Tuliskan kembali tanpa perubahan bagian kutipan teks tentang Islam nusantara di bawah, mulai dari "Jangan kau seperti" sampai dengan "menyulut api konflik.".

- _Kutipan Teks_
○ ○ ○ ○ ○

Jangan kau seperti Iblis, hanya melihat air dan lumpur ketika memandang adam. Lihatlah di balik lumpur, Beratus-ratus ribu taman yang indah. Barangkali kata-kata Jalaluddin Rumi ini mampu menjadi autokritik bagi sekelompok orang yang mengolok-olok Islam nusantara tanpa adanya tabayun, usaha memahami bagaimana konsep ini. Karena kita tahu, sebuah toleransi tak lahir dari isi kepala yang kosong tanpa pemahaman, jika justifikasi, penyalahan, komentar miring dilontarkan tanpa adanya pemahaman yang terjadi hanyalah omong kosong yang akan menyulut api konflik.

○ ○ ○ ○ ○

- _Cuplikan Data_
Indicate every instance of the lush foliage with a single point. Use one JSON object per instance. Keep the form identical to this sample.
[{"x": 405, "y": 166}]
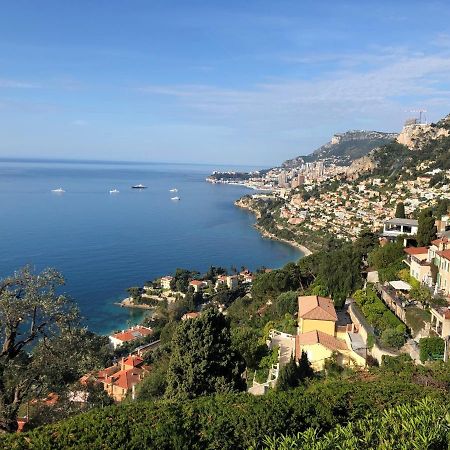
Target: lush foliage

○ ○ ○ ○ ○

- _Jawaban di Bawah_
Jangan kau seperti Iblis, hanya melihat air dan lumpur ketika memandang adam. Lihatlah di balik lumpur, Beratus-ratus ribu taman yang indah. Barangkali kata-kata Jalaluddin Rumi ini mampu menjadi autokritik bagi sekelompok orang yang mengolok-olok Islam nusantara tanpa adanya tabayun, usaha memahami bagaimana konsep ini. Karena kita tahu, sebuah toleransi tak lahir dari isi kepala yang kosong tanpa pemahaman, jika justifikasi, penyalahan, komentar miring dilontarkan tanpa adanya pemahaman yang terjadi hanyalah omong kosong yang akan menyulut api konflik.